▶ [Page excerpt]
Federal Judge Rules Ban on Gay Marriage is Unconstitutional

July 8, 2010 20:12


This is the judge they have been waiting for. U.S. District Judge Joseph Tauro ruled in favor of gay couples’ rights in two separate challenges to the Defense of Marriage Act, known as DOMA, a 1996 law that the Obama administration has argued for repealing. The rulings apply to Massachusetts but could have broader implications if they’re upheld on appeal.

Newsmax.com

The federal law banning gay marriage is unconstitutional because it interferes with the right of a state to define the institution and therefore denies married gay couples some federal benefits, a federal judge ruled Thursday in Boston.

U.S. District Judge Joseph Tauro ruled in favor of gay couples’ rights in two separate challenges to the Defense of Marriage Act, known as DOMA, a 1996 law that the Obama administration has argued for repealing. The rulings apply to Massachusetts but could have broader implications if they’re upheld on appeal.

The state had argued the law denied benefits such as Medicaid to gay married couples in Massachusetts, where same-sex unions have been legal since 2004.

▶ [Tasks for this exercise]
A – Write out the stretch of the article on the DOMA ruling from "Newsmax.com" through "Thursday in Boston.".
B – According to the article on the DOMA ruling, since what year have same-sex unions been legal in Massachusetts?

▶ [Provided material]
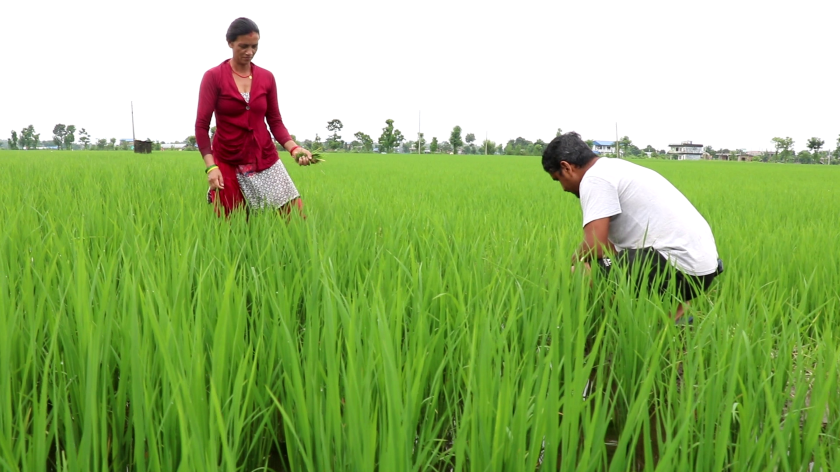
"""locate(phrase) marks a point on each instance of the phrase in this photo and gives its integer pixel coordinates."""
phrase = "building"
(603, 147)
(685, 151)
(734, 156)
(143, 147)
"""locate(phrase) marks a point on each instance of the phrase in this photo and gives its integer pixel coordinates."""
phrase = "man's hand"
(303, 156)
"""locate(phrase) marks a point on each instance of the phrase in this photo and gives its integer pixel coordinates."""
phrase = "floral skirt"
(271, 188)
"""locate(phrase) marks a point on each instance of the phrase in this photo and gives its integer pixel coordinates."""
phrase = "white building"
(603, 147)
(685, 151)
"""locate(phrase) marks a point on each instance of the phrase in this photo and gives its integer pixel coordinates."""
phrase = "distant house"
(685, 151)
(603, 147)
(734, 156)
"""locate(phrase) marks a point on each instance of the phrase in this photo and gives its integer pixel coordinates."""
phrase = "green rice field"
(422, 318)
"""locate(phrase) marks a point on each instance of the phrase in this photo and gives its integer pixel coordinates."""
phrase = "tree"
(28, 138)
(59, 131)
(625, 143)
(805, 157)
(815, 144)
(70, 137)
(784, 146)
(455, 139)
(421, 141)
(537, 148)
(84, 138)
(367, 141)
(390, 138)
(488, 147)
(334, 141)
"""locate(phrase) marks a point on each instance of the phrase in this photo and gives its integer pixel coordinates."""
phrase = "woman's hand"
(303, 156)
(214, 178)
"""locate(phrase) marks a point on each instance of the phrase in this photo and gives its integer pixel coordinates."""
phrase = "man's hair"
(241, 27)
(567, 147)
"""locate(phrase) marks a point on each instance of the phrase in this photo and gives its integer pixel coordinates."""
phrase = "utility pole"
(419, 134)
(133, 138)
(617, 152)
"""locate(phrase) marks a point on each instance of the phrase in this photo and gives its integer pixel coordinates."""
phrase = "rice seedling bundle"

▶ [Answers to the problems]
A –
Newsmax.com

The federal law banning gay marriage is unconstitutional because it interferes with the right of a state to define the institution and therefore denies married gay couples some federal benefits, a federal judge ruled Thursday in Boston.

B – 2004